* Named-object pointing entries
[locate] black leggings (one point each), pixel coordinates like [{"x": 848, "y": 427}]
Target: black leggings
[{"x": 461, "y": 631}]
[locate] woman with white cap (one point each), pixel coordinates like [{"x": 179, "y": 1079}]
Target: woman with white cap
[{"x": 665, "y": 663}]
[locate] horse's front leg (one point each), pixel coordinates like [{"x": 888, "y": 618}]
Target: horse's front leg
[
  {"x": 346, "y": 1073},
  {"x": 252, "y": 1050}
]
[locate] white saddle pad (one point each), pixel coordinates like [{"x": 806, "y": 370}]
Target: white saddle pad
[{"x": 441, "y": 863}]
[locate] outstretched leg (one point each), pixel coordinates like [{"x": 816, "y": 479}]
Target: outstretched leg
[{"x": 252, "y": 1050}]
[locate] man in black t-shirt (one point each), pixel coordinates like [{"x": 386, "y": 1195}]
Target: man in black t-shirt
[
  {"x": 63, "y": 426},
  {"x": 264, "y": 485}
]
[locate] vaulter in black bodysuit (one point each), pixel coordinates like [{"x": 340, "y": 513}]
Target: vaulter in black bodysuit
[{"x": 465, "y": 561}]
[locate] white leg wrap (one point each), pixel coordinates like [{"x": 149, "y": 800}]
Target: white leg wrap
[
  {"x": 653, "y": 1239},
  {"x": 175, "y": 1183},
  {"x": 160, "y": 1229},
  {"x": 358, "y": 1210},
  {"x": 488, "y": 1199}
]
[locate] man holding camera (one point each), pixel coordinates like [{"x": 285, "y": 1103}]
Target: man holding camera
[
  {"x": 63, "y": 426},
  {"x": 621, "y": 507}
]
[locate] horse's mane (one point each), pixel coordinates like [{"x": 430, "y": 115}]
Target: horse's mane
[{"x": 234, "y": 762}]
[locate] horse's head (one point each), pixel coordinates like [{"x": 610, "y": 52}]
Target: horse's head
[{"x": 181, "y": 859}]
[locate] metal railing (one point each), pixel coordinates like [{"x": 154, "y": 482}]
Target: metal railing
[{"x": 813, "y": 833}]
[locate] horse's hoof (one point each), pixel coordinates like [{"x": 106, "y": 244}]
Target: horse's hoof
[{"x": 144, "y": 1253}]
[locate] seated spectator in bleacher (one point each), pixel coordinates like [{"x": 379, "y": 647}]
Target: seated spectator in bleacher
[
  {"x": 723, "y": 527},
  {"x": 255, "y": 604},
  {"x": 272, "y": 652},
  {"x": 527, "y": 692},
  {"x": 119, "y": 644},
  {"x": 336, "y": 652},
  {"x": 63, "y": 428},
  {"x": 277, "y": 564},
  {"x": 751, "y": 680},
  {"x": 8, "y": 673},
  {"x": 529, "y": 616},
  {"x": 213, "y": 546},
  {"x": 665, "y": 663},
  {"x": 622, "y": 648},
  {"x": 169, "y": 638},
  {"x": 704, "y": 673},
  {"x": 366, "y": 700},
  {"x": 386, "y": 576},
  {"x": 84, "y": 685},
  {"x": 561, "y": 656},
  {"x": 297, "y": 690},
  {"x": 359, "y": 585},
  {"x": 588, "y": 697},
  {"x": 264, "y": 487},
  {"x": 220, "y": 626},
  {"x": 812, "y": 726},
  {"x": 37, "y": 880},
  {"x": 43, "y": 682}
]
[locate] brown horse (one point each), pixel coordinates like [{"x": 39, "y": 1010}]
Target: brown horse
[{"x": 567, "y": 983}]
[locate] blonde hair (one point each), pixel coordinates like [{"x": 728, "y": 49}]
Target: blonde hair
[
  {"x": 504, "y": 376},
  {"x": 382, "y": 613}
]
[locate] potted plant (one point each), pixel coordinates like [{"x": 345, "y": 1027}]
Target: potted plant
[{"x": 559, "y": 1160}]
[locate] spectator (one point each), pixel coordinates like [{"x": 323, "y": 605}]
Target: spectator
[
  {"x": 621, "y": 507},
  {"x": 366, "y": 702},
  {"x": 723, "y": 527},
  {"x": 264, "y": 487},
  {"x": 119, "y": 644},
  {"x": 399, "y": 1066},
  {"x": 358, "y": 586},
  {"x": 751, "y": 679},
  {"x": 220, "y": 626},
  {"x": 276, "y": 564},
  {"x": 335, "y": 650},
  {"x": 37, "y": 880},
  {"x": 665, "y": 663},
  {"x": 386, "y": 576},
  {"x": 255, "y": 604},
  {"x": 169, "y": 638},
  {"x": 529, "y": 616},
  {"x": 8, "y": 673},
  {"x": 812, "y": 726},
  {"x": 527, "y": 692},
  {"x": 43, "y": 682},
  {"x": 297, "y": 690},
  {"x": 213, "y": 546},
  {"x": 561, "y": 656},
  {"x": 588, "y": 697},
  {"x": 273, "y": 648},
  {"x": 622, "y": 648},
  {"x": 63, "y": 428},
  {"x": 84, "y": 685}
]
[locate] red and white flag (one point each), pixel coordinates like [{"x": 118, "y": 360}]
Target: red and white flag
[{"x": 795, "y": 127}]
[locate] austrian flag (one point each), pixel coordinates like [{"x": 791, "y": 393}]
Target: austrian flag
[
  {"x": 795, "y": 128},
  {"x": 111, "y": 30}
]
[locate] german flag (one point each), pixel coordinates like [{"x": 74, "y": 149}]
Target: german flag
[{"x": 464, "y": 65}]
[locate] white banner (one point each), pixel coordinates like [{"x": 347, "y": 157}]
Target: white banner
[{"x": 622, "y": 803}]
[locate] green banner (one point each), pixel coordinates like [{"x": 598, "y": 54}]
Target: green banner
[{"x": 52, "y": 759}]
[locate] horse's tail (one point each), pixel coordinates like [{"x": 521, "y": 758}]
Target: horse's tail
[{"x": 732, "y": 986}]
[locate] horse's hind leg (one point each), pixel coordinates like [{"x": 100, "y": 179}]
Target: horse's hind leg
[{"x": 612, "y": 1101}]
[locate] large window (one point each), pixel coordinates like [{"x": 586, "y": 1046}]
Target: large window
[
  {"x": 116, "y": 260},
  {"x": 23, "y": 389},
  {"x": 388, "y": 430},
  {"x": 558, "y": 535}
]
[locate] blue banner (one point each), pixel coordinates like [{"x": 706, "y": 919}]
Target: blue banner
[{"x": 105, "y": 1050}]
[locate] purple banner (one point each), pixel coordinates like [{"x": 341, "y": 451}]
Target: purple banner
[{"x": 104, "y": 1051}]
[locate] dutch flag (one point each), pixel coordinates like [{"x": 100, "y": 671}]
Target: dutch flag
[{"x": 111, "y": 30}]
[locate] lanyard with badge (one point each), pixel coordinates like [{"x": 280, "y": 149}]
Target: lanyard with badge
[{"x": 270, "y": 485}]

* WHAT IS REQUIRED
Reproduce all of the entries above, switching every "Target" to "Object" and keeping the rest of the text identical.

* PROBLEM SOLUTION
[locate] black leggings (one point each), pixel coordinates like [{"x": 848, "y": 427}]
Object: black leggings
[{"x": 461, "y": 631}]
[locate] woman with white cap (one point each), pixel coordinates like [{"x": 179, "y": 1079}]
Object: woman with white cap
[{"x": 665, "y": 663}]
[locate] horse's front leg (one point each), pixel coordinates like [{"x": 888, "y": 618}]
Object: horse's front leg
[
  {"x": 346, "y": 1073},
  {"x": 252, "y": 1050}
]
[locate] white saddle pad (one point each), pixel coordinates like [{"x": 806, "y": 370}]
Object: white saddle pad
[{"x": 441, "y": 863}]
[locate] outstretched leg (one point each), pixel coordinates like [{"x": 816, "y": 479}]
Object: outstretched leg
[{"x": 252, "y": 1050}]
[locate] man in black t-shirt (one point each), pixel coordinates like [{"x": 386, "y": 1195}]
Object: man in black t-shirt
[
  {"x": 63, "y": 426},
  {"x": 264, "y": 485}
]
[locate] vaulter in black bodysuit (one point each), pixel coordinates like [{"x": 340, "y": 513}]
Object: vaulter in black bodysuit
[{"x": 465, "y": 561}]
[locate] white leg wrap (one point each), pixel coordinates like [{"x": 149, "y": 800}]
Object: white leg wrap
[
  {"x": 653, "y": 1239},
  {"x": 175, "y": 1183},
  {"x": 160, "y": 1229},
  {"x": 358, "y": 1210},
  {"x": 488, "y": 1199}
]
[locate] man holding camera (one point each), pixel coordinates like [{"x": 285, "y": 1103}]
Object: man holding camera
[
  {"x": 63, "y": 426},
  {"x": 621, "y": 507}
]
[locate] horse's mane (one point each), pixel coordinates like [{"x": 430, "y": 115}]
Object: horse's mane
[{"x": 234, "y": 762}]
[locate] horse's head (one point each), pixel coordinates like [{"x": 610, "y": 52}]
Object: horse's head
[{"x": 181, "y": 859}]
[locate] metal railing (one point each), pixel coordinates like [{"x": 154, "y": 482}]
Object: metal railing
[{"x": 813, "y": 833}]
[locate] horse's hoof (one point each), pixel coordinates like [{"x": 106, "y": 244}]
Object: horse's hoof
[{"x": 144, "y": 1253}]
[locate] seated spectator in bleacher (one point each), pixel coordinates like [{"x": 379, "y": 647}]
Object: seated spectator in bleacher
[
  {"x": 723, "y": 527},
  {"x": 255, "y": 604},
  {"x": 272, "y": 652},
  {"x": 527, "y": 692},
  {"x": 119, "y": 644},
  {"x": 336, "y": 652},
  {"x": 63, "y": 428},
  {"x": 277, "y": 564},
  {"x": 751, "y": 680},
  {"x": 8, "y": 673},
  {"x": 529, "y": 616},
  {"x": 213, "y": 546},
  {"x": 665, "y": 663},
  {"x": 622, "y": 648},
  {"x": 169, "y": 638},
  {"x": 704, "y": 673},
  {"x": 366, "y": 700},
  {"x": 386, "y": 576},
  {"x": 84, "y": 685},
  {"x": 561, "y": 656},
  {"x": 297, "y": 690},
  {"x": 359, "y": 585},
  {"x": 588, "y": 697},
  {"x": 264, "y": 487},
  {"x": 220, "y": 626},
  {"x": 812, "y": 726},
  {"x": 37, "y": 880},
  {"x": 43, "y": 682}
]
[locate] brown horse (one point each), pixel coordinates like [{"x": 39, "y": 1010}]
Object: brown horse
[{"x": 567, "y": 983}]
[locate] blonde hair (one point each), pixel coordinates like [{"x": 728, "y": 49}]
Object: blonde hair
[
  {"x": 504, "y": 376},
  {"x": 382, "y": 613}
]
[locate] potted plant (one point each), pixel coordinates like [{"x": 345, "y": 1027}]
Object: potted plant
[{"x": 559, "y": 1160}]
[locate] spectator (one point each), pixel coordinates like [{"x": 323, "y": 605}]
Object: spectator
[
  {"x": 621, "y": 507},
  {"x": 366, "y": 702},
  {"x": 723, "y": 527},
  {"x": 264, "y": 487},
  {"x": 119, "y": 644},
  {"x": 399, "y": 1066},
  {"x": 358, "y": 586},
  {"x": 751, "y": 679},
  {"x": 220, "y": 626},
  {"x": 276, "y": 564},
  {"x": 335, "y": 650},
  {"x": 37, "y": 880},
  {"x": 665, "y": 663},
  {"x": 386, "y": 576},
  {"x": 255, "y": 604},
  {"x": 169, "y": 638},
  {"x": 529, "y": 616},
  {"x": 8, "y": 673},
  {"x": 812, "y": 726},
  {"x": 527, "y": 692},
  {"x": 43, "y": 682},
  {"x": 297, "y": 690},
  {"x": 213, "y": 546},
  {"x": 561, "y": 656},
  {"x": 588, "y": 697},
  {"x": 273, "y": 648},
  {"x": 622, "y": 648},
  {"x": 63, "y": 428},
  {"x": 84, "y": 685}
]
[locate] red and white flag (one point each), pixel coordinates like [{"x": 118, "y": 360}]
Object: red and white flag
[{"x": 795, "y": 127}]
[locate] austrian flag (one point each), pixel coordinates like [{"x": 791, "y": 393}]
Object: austrian flag
[
  {"x": 795, "y": 128},
  {"x": 111, "y": 30}
]
[locate] german flag (one point each), pixel coordinates like [{"x": 74, "y": 149}]
Object: german flag
[{"x": 464, "y": 65}]
[locate] white banner (one point each), pixel coordinates like [{"x": 347, "y": 157}]
Object: white banner
[{"x": 622, "y": 803}]
[locate] green banner (one point each), pixel coordinates like [{"x": 598, "y": 54}]
Object: green banner
[{"x": 52, "y": 759}]
[locate] horse's tail (one point each), pixel coordinates like [{"x": 521, "y": 758}]
Object: horse's tail
[{"x": 732, "y": 986}]
[locate] horse's hind leg (one point each), pixel coordinates like [{"x": 100, "y": 179}]
Object: horse's hind leg
[{"x": 612, "y": 1101}]
[locate] large window (one point each), pixel coordinates like [{"x": 586, "y": 1046}]
Object: large window
[
  {"x": 116, "y": 260},
  {"x": 23, "y": 389},
  {"x": 388, "y": 430},
  {"x": 558, "y": 535}
]
[locate] blue banner (one point each), pixel coordinates like [{"x": 706, "y": 919}]
Object: blue banner
[{"x": 105, "y": 1050}]
[locate] purple banner (one point each), pixel coordinates like [{"x": 341, "y": 451}]
Object: purple banner
[{"x": 104, "y": 1051}]
[locate] dutch flag (one point each), pixel coordinates like [{"x": 100, "y": 671}]
Object: dutch flag
[{"x": 111, "y": 30}]
[locate] lanyard with badge (one point each), pixel coordinates like [{"x": 280, "y": 149}]
Object: lanyard with badge
[{"x": 270, "y": 485}]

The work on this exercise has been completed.